Task directions
Reproduce verbatim the final portion of the material below, from the line containing "the painted high-rise" through its last line, and nothing else.

[start The input]

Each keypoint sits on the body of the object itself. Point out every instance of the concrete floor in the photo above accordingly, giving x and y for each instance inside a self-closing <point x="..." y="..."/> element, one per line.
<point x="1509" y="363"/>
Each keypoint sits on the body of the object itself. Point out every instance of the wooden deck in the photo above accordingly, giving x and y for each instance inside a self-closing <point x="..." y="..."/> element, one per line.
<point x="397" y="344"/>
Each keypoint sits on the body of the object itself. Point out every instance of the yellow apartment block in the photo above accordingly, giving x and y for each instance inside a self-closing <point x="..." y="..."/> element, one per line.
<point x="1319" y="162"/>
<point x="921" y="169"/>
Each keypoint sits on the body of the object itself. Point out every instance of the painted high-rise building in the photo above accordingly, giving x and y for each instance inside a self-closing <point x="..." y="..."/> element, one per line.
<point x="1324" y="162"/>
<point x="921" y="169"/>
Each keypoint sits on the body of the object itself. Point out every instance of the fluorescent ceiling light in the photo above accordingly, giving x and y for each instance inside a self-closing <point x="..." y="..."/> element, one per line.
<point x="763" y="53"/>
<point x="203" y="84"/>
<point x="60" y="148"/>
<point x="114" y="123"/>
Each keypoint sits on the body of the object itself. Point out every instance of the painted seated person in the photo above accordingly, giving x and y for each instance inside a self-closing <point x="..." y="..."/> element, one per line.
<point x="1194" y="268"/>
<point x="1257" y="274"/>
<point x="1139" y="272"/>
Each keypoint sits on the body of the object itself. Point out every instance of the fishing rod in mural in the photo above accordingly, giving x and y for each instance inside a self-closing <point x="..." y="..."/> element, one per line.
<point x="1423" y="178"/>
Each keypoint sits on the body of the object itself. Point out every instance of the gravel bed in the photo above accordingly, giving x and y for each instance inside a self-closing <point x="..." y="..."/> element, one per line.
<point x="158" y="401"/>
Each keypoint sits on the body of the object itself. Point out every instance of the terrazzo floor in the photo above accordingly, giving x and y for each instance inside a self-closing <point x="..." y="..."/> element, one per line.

[end The input]

Reply
Each keypoint sits on the body of the object itself. Point out every instance of the painted high-rise building in the photo above accordingly, giving x and y for each instance inside a self-closing <point x="..." y="..."/> element, one per line.
<point x="1324" y="162"/>
<point x="921" y="169"/>
Each keypoint sits on the body of the object itself. Point out every instance of the fluorescent ceiling light in the photo above accordingly, giving x and y for each instance inside a self-closing <point x="..." y="..."/> element, one per line.
<point x="763" y="53"/>
<point x="203" y="84"/>
<point x="60" y="148"/>
<point x="114" y="123"/>
Each keypoint sits on the body of the object itself. Point out every instance of the painted seated person in the photo above accordingly, giving x and y for each instance inside a self-closing <point x="..." y="..."/> element, one per line.
<point x="1194" y="268"/>
<point x="1257" y="274"/>
<point x="1139" y="272"/>
Each keypoint sits on the body of the object itself. Point out every instance of the fishing rod in mural in the photo above accordingly, giving x and y for each instance inside a self-closing <point x="..." y="..."/> element, one per line.
<point x="1423" y="178"/>
Each keypoint sits on the body of the object itself. Point out every instance of the gravel bed in the photo above accordingly, giving x and y for each instance inside a self-closing <point x="..." y="..."/> element, one per line.
<point x="158" y="401"/>
Each keypoint sits on the body of the object itself. Point out every instance of the terrazzo floor in the photo above accordingly, giving x and y for each instance inside a self-closing <point x="..." y="..."/> element, one per line.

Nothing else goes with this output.